• _What you should do_
Please print every record below exactly as it appears, but leave out the pictures.

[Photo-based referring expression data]
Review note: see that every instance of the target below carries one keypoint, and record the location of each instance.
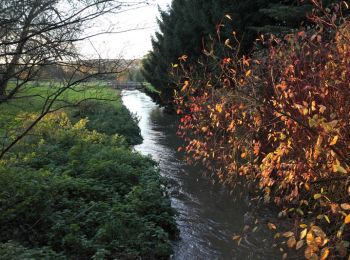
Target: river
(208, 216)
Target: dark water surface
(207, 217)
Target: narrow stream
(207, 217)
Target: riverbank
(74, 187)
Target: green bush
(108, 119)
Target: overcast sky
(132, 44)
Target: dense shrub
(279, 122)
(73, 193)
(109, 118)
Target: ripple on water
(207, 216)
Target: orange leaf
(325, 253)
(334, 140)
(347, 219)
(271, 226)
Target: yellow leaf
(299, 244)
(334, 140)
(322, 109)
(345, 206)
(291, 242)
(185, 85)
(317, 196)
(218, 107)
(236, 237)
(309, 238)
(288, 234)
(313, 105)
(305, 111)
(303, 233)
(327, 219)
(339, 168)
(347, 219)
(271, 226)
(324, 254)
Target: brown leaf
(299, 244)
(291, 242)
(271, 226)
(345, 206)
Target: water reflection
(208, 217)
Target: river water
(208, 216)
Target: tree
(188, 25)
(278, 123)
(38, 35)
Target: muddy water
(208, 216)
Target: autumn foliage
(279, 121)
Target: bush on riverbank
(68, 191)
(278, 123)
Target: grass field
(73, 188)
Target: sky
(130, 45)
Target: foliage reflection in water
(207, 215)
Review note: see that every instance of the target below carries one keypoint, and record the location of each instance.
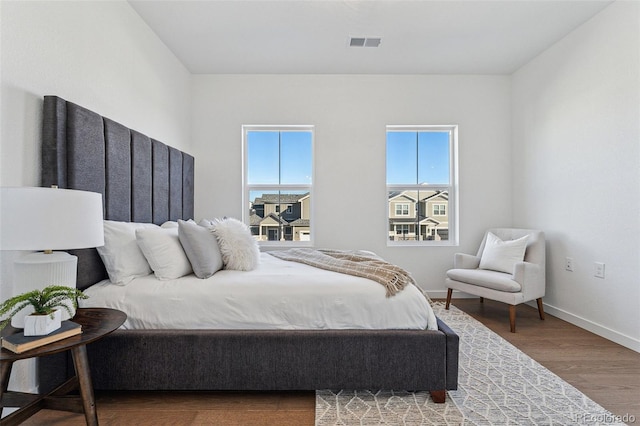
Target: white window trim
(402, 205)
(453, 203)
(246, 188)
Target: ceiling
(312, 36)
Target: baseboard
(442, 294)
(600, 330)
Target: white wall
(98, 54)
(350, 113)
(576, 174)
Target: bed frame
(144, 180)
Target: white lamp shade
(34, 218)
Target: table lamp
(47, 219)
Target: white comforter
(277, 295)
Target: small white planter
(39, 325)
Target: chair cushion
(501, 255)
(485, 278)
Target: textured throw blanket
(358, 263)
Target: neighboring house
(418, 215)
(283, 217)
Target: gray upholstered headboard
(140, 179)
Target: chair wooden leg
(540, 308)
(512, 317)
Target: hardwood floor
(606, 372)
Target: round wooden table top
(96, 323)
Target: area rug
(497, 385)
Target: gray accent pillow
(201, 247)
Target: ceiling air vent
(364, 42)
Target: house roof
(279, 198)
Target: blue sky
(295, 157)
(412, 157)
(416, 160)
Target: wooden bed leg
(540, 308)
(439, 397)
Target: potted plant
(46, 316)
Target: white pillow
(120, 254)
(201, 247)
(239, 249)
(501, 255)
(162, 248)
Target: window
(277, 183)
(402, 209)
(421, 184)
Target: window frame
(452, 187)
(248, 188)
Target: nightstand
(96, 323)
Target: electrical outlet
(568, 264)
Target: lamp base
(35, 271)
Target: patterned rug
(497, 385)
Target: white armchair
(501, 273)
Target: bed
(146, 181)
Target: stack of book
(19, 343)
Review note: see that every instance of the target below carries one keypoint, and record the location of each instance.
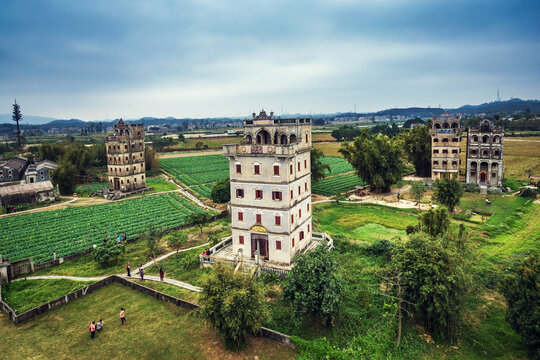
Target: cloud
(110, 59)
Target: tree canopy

• _The answer_
Review note: see that every instance of the target below carries one keypoint, and record the location of each instance.
Target: river
(208, 216)
Target: dark water surface
(207, 217)
Target: narrow stream
(207, 217)
Target: riverbank
(74, 187)
Target: green bush
(108, 119)
Target: overcast sky
(132, 44)
Target: dense shrub
(279, 122)
(73, 193)
(109, 118)
Target: ripple on water
(207, 216)
Target: orange leaf
(325, 253)
(334, 140)
(347, 219)
(271, 226)
Target: yellow leaf
(299, 244)
(334, 140)
(322, 109)
(345, 206)
(291, 242)
(185, 85)
(317, 196)
(218, 107)
(236, 237)
(309, 238)
(288, 234)
(313, 105)
(305, 111)
(303, 233)
(327, 219)
(339, 168)
(347, 219)
(271, 226)
(324, 254)
Target: brown leaf
(299, 244)
(291, 242)
(271, 226)
(345, 206)
Target: water reflection
(208, 217)
Target: river water
(208, 216)
Target: tree
(188, 25)
(278, 123)
(38, 35)
Target: muddy water
(208, 216)
Target: autumn foliage
(279, 121)
Target: bush on riverbank
(68, 191)
(278, 123)
Target: grass field
(73, 188)
Target: sky
(130, 45)
Target: foliage reflection in water
(207, 215)
Review note: see that every instance of the target below carries one keypoint, and record the location of each instance.
Target: white window trim
(402, 205)
(453, 203)
(246, 188)
Target: ceiling
(312, 36)
Target: baseboard
(442, 294)
(600, 330)
Target: white wall
(98, 54)
(350, 113)
(576, 174)
Target: bed frame
(144, 180)
Target: white lamp shade
(34, 218)
Target: table lamp
(47, 219)
Target: white comforter
(277, 295)
Target: small white planter
(39, 325)
Target: chair cushion
(501, 255)
(485, 278)
Target: textured throw blanket
(358, 263)
Target: neighboring house
(418, 215)
(283, 217)
Target: gray upholstered headboard
(140, 179)
Target: chair wooden leg
(540, 308)
(512, 317)
Target: hardwood floor
(606, 372)
Target: round wooden table top
(96, 323)
Target: area rug
(497, 385)
Target: gray accent pillow
(201, 247)
Target: ceiling air vent
(364, 42)
Target: house roof
(279, 198)
Target: blue sky
(295, 157)
(412, 157)
(416, 160)
Target: wooden bed leg
(540, 308)
(439, 397)
Target: potted plant
(46, 316)
Target: white pillow
(120, 254)
(201, 247)
(239, 249)
(501, 255)
(162, 248)
Target: window
(277, 183)
(402, 209)
(421, 184)
Target: window frame
(452, 187)
(248, 188)
Target: nightstand
(96, 323)
Target: electrical outlet
(568, 264)
Target: lamp base
(35, 271)
Target: patterned rug
(497, 385)
Target: white armchair
(501, 273)
Target: bed
(146, 181)
Target: stack of book
(19, 343)
Review note: see that every instance of the target below carries one keypoint, and record the location of each instance.
Target: cloud
(110, 59)
Target: tree canopy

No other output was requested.